-------- Ausgewählter Auszug
Und damit hat man jetzt eine Phase, die auch in fast jedem mitteleuropäischen Lebenslauf vorkommt, diese Latenzphase, wie Piaget das nennt. Das heißt, die Unruhe der frühen Kindzeit und auch die Konflikte und das Leiden, das da drin steckt, das kommt im Moment sozusagen auf ein schönes, ruhiges Plateau. So wie Goethe die Seen beschreibt, ja, unter Mondlicht, ruhig, kein Sturm, bis zur Pubertät. Kann man eigentlich sagen, dass das schon mal ein Leben ist.
----------------
-------- Eingabe
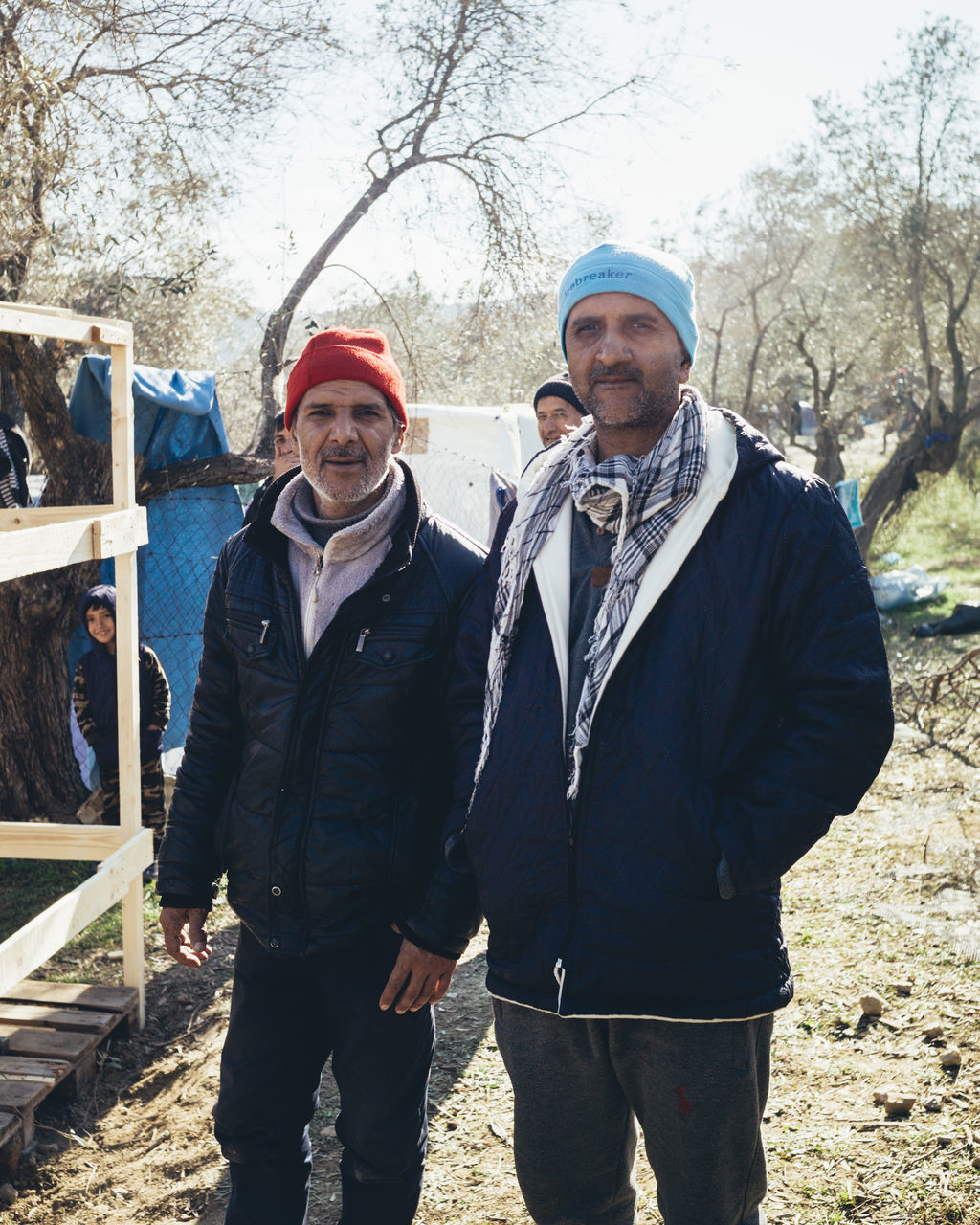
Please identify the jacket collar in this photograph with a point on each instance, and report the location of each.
(266, 539)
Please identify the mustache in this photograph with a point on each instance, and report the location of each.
(621, 371)
(342, 454)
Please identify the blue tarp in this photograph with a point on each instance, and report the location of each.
(176, 418)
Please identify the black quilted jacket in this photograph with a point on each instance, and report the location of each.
(751, 707)
(320, 786)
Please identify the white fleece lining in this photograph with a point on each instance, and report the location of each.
(555, 590)
(552, 564)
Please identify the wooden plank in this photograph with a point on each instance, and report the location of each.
(30, 550)
(11, 1143)
(22, 1097)
(49, 931)
(31, 839)
(65, 324)
(40, 516)
(78, 995)
(121, 532)
(84, 1020)
(32, 1041)
(123, 424)
(20, 1067)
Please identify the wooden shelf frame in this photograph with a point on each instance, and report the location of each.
(44, 538)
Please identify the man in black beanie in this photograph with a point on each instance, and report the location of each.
(558, 408)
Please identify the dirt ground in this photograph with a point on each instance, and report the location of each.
(886, 904)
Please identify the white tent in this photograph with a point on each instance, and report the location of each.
(459, 452)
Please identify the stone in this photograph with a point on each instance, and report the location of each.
(900, 1105)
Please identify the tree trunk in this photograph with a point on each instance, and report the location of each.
(900, 477)
(828, 463)
(38, 772)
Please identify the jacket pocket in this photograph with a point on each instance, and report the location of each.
(253, 637)
(396, 647)
(402, 847)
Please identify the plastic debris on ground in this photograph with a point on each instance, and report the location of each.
(911, 586)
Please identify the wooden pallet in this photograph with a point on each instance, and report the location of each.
(49, 1033)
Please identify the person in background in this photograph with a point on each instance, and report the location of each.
(95, 697)
(558, 410)
(284, 458)
(669, 681)
(318, 773)
(15, 463)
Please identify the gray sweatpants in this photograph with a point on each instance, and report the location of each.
(699, 1092)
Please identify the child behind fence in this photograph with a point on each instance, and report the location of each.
(97, 711)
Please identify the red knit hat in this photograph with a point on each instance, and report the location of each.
(346, 353)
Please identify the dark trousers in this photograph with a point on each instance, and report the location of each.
(699, 1092)
(288, 1017)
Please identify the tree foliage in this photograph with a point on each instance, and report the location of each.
(905, 173)
(473, 93)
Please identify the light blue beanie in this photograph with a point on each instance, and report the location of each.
(612, 267)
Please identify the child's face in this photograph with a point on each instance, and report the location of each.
(100, 625)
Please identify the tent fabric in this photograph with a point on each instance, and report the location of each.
(176, 419)
(176, 413)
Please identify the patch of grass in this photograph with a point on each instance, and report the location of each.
(939, 529)
(30, 886)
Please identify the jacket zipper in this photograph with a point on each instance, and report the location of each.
(314, 598)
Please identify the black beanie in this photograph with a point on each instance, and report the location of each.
(564, 390)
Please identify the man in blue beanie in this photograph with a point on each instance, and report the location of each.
(669, 681)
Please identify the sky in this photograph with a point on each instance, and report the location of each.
(751, 71)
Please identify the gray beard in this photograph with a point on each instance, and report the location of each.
(370, 481)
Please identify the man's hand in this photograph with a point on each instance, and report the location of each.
(418, 979)
(184, 935)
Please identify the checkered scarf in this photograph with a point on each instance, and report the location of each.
(8, 476)
(639, 498)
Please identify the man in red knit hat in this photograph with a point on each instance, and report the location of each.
(316, 774)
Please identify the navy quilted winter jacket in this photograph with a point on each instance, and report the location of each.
(751, 708)
(320, 786)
----------------
# Kurzauftrag A
Gib aus dem Auszug zur Latenzphase den Abschnitt wortgetreu aus, der mit den Worten „Und damit hat“ beginnt und mit „ein Leben ist.“ endet.
# Kurzauftrag B
Gib aus den Datenzeilen die Passage unverändert zurück, die mit der Zeile beginnt, die „Please identify the stone“ enthält, und mit der Zeile endet, die „(288, 1017)“ enthält, beide eingeschlossen.

# Schriftliche Antwort A
Und damit hat man jetzt eine Phase, die auch in fast jedem mitteleuropäischen Lebenslauf vorkommt, diese Latenzphase, wie Piaget das nennt. Das heißt, die Unruhe der frühen Kindzeit und auch die Konflikte und das Leiden, das da drin steckt, das kommt im Moment sozusagen auf ein schönes, ruhiges Plateau. So wie Goethe die Seen beschreibt, ja, unter Mondlicht, ruhig, kein Sturm, bis zur Pubertät. Kann man eigentlich sagen, dass das schon mal ein Leben ist.

# Schriftliche Antwort B
Please identify the stone in this photograph with a point on each instance, and report the location of each.
(900, 1105)
Please identify the tree trunk in this photograph with a point on each instance, and report the location of each.
(900, 477)
(828, 463)
(38, 772)
Please identify the jacket pocket in this photograph with a point on each instance, and report the location of each.
(253, 637)
(396, 647)
(402, 847)
Please identify the plastic debris on ground in this photograph with a point on each instance, and report the location of each.
(911, 586)
Please identify the wooden pallet in this photograph with a point on each instance, and report the location of each.
(49, 1033)
Please identify the person in background in this photograph with a point on each instance, and report the location of each.
(95, 697)
(558, 410)
(284, 458)
(669, 681)
(318, 773)
(15, 463)
Please identify the gray sweatpants in this photograph with a point on each instance, and report the location of each.
(699, 1092)
Please identify the child behind fence in this photograph with a point on each instance, and report the location of each.
(97, 711)
Please identify the red knit hat in this photograph with a point on each instance, and report the location of each.
(346, 353)
Please identify the dark trousers in this photograph with a point on each instance, and report the location of each.
(699, 1092)
(288, 1017)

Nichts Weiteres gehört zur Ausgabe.